*Source:*
—————

Bug #34528 for CGI: utf-8 related difference between 5.8.8 and 5.10.0

Sat Mar 29 11:09:27 2008 SREZIC [...] cpan.org - Ticket created

Subject:

utf-8 related difference between 5.8.8 and 5.10.0

Creating a query string on the fly with highbit characters creates a different result with perl 5.8.8 and 5.10.0, both with the newest CGI.pm: eserte@biokovo (build/CGI.pm-3.35-YItPA8): perl5.8.8 -Mblib -MCGI -e 'warn CGI->new({a=>"\xfc"})->query_string' a=%FC at -e line 1. eserte@biokovo (build/CGI.pm-3.35-oneeIe): perl5.10.0 -Mblib -MCGI -e 'warn CGI->new({a=>"\xfc"})->query_string' a=%C3%BC at -e line 1. Regards, Slaven

Mon Mar 31 11:05:03 2008 LDS [...] cpan.org - Status changed from 'new' to 'open'

Mon Mar 31 11:05:05 2008 LDS [...] cpan.org - Given to LDS

Mon Mar 31 11:05:28 2008 LDS [...] cpan.org - Correspondence added

Any idea which is the "correct" behavior?

Thu Dec 04 06:49:26 2008 mmaslano [...] redhat.com - Correspondence added

From:

mmaslano [...] redhat.com

On Mon Mar 31 11:05:28 2008, LDS wrote: Show quoted text

> Any idea which is the "correct" behavior?

I used different reproducer for with "readable" output: perl -MCGI -e '$t="peříčko"; my $te=CGI::escape($t);my $cgi_params=new CGI("text=$te");my $p=$cgi_params->param('text'); print{*STDERR} "P=$p LEN=",length($p),"\n";' output with perl-5.8.8 P=peříčko LEN=10 output with perl-5.10.0 P=peÅÃÄko LEN=16 Could it be result of this change? http://perldoc.perl.org/perldelta.html#Packing-and-UTF-8-strings I suppose this could be fixed in function escape in Util.pm, but I didn't find solution yet.

Thu Dec 04 09:31:18 2008 LDS [...] cpan.org - Correspondence added

I don't have a perl 5.10 handy to debug with. Could someone try replacing escape() and unescape() with the following simple versions? sub escape { shift() if @_ > 1 and ( ref($_[0]) || (defined $_[1] && $_[0] eq $CGI::DefaultClass)); my $toencode = shift; return undef unless defined($toencode); } On Thu Dec 04 06:49:26 2008, mmaslano@redhat.com wrote: Show quoted text

> On Mon Mar 31 11:05:28 2008, LDS wrote:

> > Any idea which is the "correct" behavior?

—————

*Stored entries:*

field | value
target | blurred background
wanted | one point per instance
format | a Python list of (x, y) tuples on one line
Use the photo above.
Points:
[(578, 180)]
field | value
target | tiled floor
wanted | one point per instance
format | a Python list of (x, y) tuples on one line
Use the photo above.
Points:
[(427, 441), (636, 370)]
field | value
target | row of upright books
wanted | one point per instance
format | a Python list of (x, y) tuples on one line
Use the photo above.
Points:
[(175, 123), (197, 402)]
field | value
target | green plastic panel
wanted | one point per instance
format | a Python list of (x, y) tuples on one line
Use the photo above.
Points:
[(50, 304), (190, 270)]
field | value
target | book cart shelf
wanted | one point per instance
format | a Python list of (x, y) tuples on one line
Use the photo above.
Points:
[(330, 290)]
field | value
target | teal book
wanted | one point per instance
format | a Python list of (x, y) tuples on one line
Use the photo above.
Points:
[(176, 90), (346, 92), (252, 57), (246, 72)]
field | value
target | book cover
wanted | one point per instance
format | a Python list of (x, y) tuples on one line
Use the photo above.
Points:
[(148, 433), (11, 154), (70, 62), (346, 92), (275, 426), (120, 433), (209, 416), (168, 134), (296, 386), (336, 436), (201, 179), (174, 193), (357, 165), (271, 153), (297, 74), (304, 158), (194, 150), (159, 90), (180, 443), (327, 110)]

—————

*Written task 1:* Please reproduce the CGI bug ticket starting with "I used different" and going on through "find solution yet.", switching "reproducer" to "test case".
*Written task 2:* Mark each statement as yes or no according to the CGI bug ticket, and quote the words that settle it: (a) LDS had a perl 5.10 available for debugging. (b) The output with perl-5.8.8 gave a length of 10. (c) The status changed from 'new' to 'open'.
Work from the CGI bug ticket alone.

*Finished answer 1:*
I used different test case for with "readable" output: perl -MCGI -e '$t="peříčko"; my $te=CGI::escape($t);my $cgi_params=new CGI("text=$te");my $p=$cgi_params->param('text'); print{*STDERR} "P=$p LEN=",length($p),"\n";' output with perl-5.8.8 P=peříčko LEN=10 output with perl-5.10.0 P=peÅÃÄko LEN=16 Could it be result of this change? http://perldoc.perl.org/perldelta.html#Packing-and-UTF-8-strings I suppose this could be fixed in function escape in Util.pm, but I didn't find solution yet.

*Finished answer 2:*
(a) No: "I don't have a perl 5.10 handy to debug with."
(b) Yes: "output with perl-5.8.8 P=peříčko LEN=10"
(c) Yes: "Status changed from 'new' to 'open'"